Furthermore, it’s not only the direct loss of habitat that is causing problems. Land erosion causes the rivers to be heavily polluted, running all the way to the tropics beautiful coastal reef systems. The deforestation increases accessibility of animals to poachers who capture and sell wildlife as pets, use them for medicinal purposes or kill them for their body parts. The removal of the native forests involves the burning of vast areas in order to clear space for the plantations. This leads to the emission of immense quantities of smoke into the atmosphere making Indonesia the third highest greenhouse gas emitter in the world. Finally, the industry has also been linked to major human rights violations, including child labour in remote areas of Indonesia and Malaysia.
With all of this said, it is hard to believe that such a destructive system is so widely accepted worldwide. In order to try and do something about these issues the roundtable on sustainable palm oil (RSPO) was put together by the environmental community. The RSPO is a multi-stakeholder organisation that was founded in 2004 as a response to pressure from the negative attention the industry was getting for its environmental and social impacts. The RSPO is widely criticised for different reasons, firstly it still permits planting on peatlands and secondary forests. Many environmentalists and organisations feel that the RSPO is nothing more.

++++++++++

TASK BRIEF — Reproduce, word for word, the passage of the palm oil text above that begins with "Furthermore, it’s not" and ends with "Indonesia and Malaysia.".

++++++++++

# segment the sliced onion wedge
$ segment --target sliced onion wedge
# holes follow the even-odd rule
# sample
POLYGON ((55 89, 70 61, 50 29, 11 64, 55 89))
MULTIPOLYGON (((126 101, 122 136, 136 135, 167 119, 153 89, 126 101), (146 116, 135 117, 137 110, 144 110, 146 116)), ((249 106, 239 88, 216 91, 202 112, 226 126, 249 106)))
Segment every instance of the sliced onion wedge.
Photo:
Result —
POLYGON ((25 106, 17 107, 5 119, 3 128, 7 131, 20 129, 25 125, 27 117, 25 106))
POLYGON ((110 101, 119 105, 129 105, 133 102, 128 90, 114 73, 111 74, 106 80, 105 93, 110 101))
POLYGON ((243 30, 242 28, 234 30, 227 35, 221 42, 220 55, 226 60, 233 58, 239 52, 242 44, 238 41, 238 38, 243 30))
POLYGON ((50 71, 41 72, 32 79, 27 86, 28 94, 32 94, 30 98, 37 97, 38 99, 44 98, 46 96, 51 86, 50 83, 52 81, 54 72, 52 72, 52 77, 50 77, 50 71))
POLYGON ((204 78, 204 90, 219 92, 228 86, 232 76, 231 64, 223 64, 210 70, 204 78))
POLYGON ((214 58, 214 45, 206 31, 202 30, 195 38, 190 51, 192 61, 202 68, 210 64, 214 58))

++++++++++

REPLY —
Furthermore, it’s not only the direct loss of habitat that is causing problems. Land erosion causes the rivers to be heavily polluted, running all the way to the tropics beautiful coastal reef systems. The deforestation increases accessibility of animals to poachers who capture and sell wildlife as pets, use them for medicinal purposes or kill them for their body parts. The removal of the native forests involves the burning of vast areas in order to clear space for the plantations. This leads to the emission of immense quantities of smoke into the atmosphere making Indonesia the third highest greenhouse gas emitter in the world. Finally, the industry has also been linked to major human rights violations, including child labour in remote areas of Indonesia and Malaysia.